**DOCUMENT:**
Nancy Weissbach / Janice Baird
© Alain Kaiser


Richard STRAUSS (1864-1949)

Elektra

Tragédie en un acte
Livret de Hugo von Hofmannsthal

Direction musicale : Daniel Klajner
Mise en scène et scénographie : Stéphane Braunschweig
Reprise de la mise en scène : Georges Gagneré
Costumes : Thibault Vancraenenbroeck
Lumières : Marion Hewlett

Elektra : Janice Baird
Chrysothemis : jouée par Nancy Weissbach,
chantée par Therese Waldner
Klytämnestra : Jadwiga Rappé
Aegisth : Wolfgang Ablinger-Sperrhacke
Orest : Jason Howard
Pfleger : Yves Ernst
Aufseherin : Sophie Angebault
Vertraute : Agnieszka Slawinska
Schleppträgerin : Mayuko Yasuda
Junger Diener : Edmundas Seilius
Alter Diener : Jesus de Burgos
1. Magd : Marie Noële Vidal
2. Magd : Ciara Hendrik
3. Magd : Karine Motyka
4. Magd : Laure Delcampe
5. Magd : Marie-Paule Dotti

Orchestre Philharmonique de Strasbourg

Reprise de la production de 2002
Coproduction avec le Théâtre Royal de La Monnaie, Bruxelles

Strasbourg, Opéra, 11 janvier 2008

De la dynamite


Nous savions qu’il allait dynamiter et magnifier l’œuvre, nous n’avons pas été déçu.
Le formidable chef Daniel Klajner avait proposé l’an dernier une remarquable lecture d’Oedipus Rex de Stravinsky et nous pressentions alors qu’il ferait merveille dans Elektra et ce fut le cas.

**Enregistrements issus d'une collection:**
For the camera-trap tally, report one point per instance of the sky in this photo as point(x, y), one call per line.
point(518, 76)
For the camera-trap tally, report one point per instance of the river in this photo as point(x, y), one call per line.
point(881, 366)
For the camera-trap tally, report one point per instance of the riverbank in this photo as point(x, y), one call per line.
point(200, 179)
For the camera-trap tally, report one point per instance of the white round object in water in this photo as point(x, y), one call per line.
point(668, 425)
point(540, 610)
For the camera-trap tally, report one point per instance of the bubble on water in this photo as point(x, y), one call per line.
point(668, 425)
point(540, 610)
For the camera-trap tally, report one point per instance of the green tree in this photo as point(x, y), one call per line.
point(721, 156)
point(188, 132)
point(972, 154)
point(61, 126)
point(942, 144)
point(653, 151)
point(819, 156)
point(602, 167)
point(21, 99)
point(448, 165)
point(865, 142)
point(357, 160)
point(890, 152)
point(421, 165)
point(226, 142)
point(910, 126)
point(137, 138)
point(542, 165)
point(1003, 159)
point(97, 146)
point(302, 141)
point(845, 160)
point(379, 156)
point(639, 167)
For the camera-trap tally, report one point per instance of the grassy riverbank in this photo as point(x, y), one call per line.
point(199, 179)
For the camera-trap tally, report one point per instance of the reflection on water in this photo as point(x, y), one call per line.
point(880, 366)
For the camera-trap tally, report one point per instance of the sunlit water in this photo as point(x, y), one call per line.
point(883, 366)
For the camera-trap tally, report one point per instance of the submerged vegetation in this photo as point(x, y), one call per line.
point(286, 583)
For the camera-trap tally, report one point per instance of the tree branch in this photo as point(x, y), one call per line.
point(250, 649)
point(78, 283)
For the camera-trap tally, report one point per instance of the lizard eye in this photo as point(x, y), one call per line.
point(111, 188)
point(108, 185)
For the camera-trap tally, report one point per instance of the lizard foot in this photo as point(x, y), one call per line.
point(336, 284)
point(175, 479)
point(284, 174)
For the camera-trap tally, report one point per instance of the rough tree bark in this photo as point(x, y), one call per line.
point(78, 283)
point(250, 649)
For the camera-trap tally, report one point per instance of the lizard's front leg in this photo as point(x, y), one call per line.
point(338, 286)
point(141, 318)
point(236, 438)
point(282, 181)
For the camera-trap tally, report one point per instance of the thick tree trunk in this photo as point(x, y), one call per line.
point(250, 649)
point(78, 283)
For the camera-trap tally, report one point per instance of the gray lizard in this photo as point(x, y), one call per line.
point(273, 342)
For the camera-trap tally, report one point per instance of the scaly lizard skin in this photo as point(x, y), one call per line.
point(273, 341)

* * *

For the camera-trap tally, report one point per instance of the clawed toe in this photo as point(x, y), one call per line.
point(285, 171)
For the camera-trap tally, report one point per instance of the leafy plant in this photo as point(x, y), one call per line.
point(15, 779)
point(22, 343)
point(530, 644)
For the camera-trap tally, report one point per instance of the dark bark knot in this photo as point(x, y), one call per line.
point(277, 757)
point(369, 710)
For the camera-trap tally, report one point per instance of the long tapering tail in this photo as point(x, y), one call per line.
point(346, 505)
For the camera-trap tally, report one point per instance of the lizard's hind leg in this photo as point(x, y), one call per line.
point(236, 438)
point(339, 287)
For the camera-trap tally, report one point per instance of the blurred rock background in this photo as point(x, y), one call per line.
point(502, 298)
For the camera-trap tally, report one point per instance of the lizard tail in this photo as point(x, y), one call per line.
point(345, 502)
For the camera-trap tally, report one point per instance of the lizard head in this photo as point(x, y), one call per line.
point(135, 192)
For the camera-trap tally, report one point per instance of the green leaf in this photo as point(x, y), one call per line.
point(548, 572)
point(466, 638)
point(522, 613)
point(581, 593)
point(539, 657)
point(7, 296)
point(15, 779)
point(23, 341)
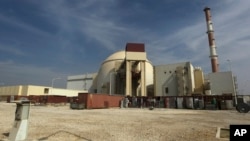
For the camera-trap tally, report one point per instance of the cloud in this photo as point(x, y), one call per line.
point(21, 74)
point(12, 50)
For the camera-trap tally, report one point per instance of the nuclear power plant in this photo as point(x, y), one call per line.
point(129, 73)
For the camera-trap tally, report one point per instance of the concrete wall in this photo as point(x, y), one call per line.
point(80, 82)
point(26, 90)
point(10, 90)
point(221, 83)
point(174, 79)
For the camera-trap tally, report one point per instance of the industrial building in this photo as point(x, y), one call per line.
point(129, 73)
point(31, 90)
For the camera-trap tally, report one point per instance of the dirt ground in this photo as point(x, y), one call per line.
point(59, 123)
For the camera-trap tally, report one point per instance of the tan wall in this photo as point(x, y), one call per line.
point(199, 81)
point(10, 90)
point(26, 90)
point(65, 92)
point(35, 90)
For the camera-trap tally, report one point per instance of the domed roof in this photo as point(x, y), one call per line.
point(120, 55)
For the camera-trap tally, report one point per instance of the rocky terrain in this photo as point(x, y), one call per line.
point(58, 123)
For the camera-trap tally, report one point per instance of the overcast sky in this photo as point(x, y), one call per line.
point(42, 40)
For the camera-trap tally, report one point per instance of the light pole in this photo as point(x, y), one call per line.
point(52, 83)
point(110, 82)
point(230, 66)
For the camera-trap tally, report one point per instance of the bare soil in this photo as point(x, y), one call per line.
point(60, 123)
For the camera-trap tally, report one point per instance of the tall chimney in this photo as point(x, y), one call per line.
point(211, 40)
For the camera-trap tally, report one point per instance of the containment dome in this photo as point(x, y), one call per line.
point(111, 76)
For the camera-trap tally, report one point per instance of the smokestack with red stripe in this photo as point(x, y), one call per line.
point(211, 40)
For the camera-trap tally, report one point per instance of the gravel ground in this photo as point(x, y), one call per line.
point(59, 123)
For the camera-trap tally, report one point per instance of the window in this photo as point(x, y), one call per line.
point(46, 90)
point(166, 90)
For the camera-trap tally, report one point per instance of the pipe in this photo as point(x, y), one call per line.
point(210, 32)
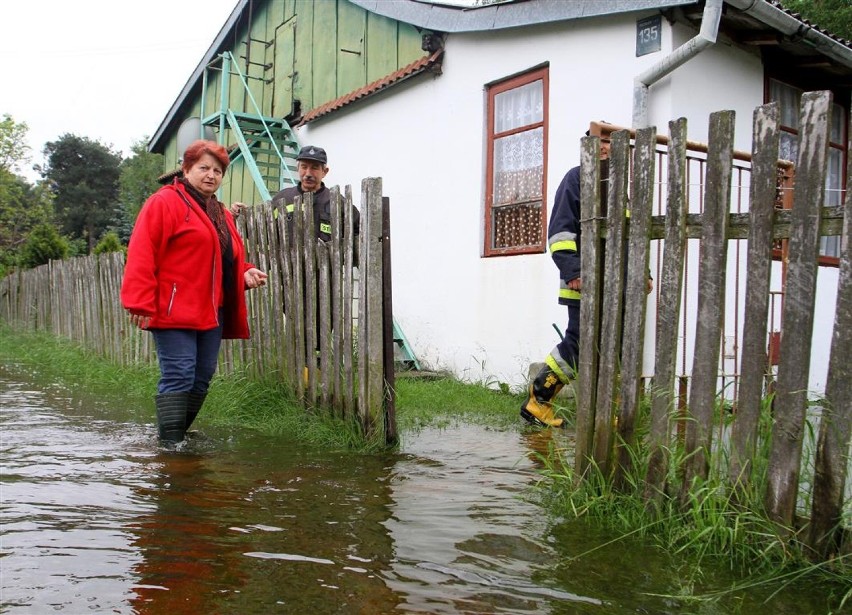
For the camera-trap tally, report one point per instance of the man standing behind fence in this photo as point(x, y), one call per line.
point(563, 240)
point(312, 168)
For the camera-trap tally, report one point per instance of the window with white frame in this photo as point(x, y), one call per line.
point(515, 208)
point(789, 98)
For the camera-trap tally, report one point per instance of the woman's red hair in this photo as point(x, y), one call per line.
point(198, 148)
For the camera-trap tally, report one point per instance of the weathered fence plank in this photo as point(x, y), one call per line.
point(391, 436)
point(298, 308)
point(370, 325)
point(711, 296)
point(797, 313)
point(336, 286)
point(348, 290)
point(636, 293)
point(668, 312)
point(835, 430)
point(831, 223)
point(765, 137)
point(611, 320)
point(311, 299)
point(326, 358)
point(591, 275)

==

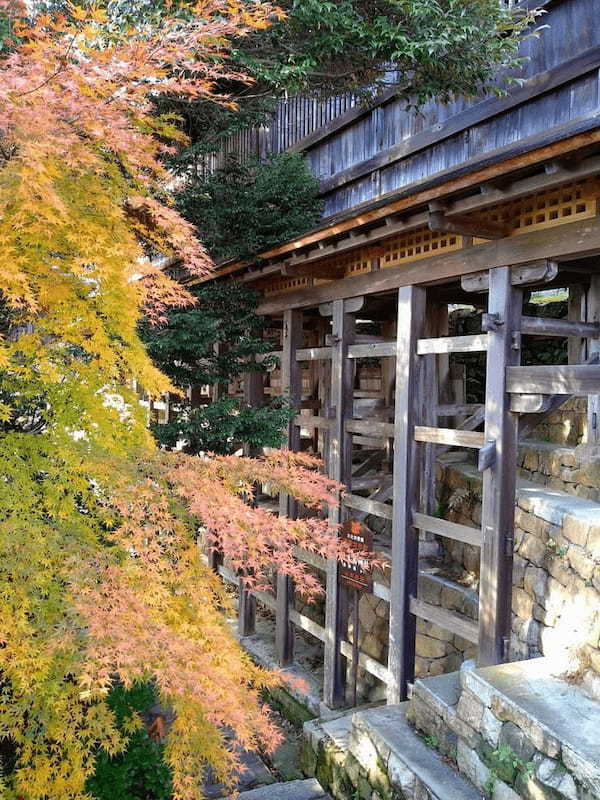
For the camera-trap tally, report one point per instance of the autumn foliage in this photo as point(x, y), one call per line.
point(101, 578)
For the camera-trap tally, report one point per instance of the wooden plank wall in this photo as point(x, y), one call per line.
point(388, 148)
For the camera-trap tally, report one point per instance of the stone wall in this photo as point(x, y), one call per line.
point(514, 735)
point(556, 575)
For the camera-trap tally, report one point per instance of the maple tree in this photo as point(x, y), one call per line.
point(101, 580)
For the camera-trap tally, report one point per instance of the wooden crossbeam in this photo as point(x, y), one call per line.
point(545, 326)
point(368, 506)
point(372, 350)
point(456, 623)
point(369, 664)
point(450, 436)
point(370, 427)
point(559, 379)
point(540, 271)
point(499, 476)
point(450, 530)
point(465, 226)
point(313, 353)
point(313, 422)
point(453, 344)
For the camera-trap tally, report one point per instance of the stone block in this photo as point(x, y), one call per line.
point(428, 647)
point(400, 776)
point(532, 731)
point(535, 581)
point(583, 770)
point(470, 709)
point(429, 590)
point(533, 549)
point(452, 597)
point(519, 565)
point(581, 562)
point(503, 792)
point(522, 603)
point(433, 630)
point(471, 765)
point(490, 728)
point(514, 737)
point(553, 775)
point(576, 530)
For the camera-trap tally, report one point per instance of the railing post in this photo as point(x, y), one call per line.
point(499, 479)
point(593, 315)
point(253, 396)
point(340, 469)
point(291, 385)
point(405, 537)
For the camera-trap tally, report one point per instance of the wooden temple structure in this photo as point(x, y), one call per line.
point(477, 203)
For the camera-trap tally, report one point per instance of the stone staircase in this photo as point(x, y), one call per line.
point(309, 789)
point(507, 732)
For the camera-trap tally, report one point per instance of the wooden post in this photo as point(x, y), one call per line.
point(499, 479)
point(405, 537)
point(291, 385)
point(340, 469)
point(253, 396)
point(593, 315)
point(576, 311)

**CONSIGNE 1:**
Répondez à ces questions d'après le texte sur Elektra :
(a) Qui signe la mise en scène et la scénographie ?
(b) Quel orchestre participe à la représentation ?
(c) Quelle œuvre Daniel Klajner avait-il dirigée l'an dernier ?
**CONSIGNE 2:** Poursuivez le texte sur Elektra après sa dernière phrase.

**RÉPONSE ATTENDUE 1:**
(a) Stéphane Braunschweig.
(b) L'Orchestre Philharmonique de Strasbourg.
(c) Oedipus Rex de Stravinsky.

**RÉPONSE ATTENDUE 2:**
Dans la passionnante interview du chef qui figure dans le programme (1), Klajner rappelle combien Strauss dirigeait de manière froide sans aucune indication expressive (on dispose d’un témoignage vidéo, effectivement très surprenant). Il en déduit que la partition a tout prévu : elle est « conçue avec l’idée que le rôle du chef d’orchestre se limite à battre la mesure et à faire jouer les musiciens ensemble. Ce n’est en tout cas pas lui qui doit rendre la musique expressive. L’expressivité est déjà dans la partition ». Question de l’intervieweur (lui même spécialiste de Strauss) : « Est-ce ainsi que vous dirigez la partition ? ». Réponse de Klajner : « Absolument ».
Là, nous devons rectifier car Daniel Klajner se démène par moments comme un beau diable pour galvaniser ses troupes. Mais comment rester de marbre quand vous menez une charge de cavalerie, que vous régissez une éruption volcanique ou une chevauchée des Walkyries puissance 10 ?!... Mais d’autres passages le montrent effectivement étonnamment statique.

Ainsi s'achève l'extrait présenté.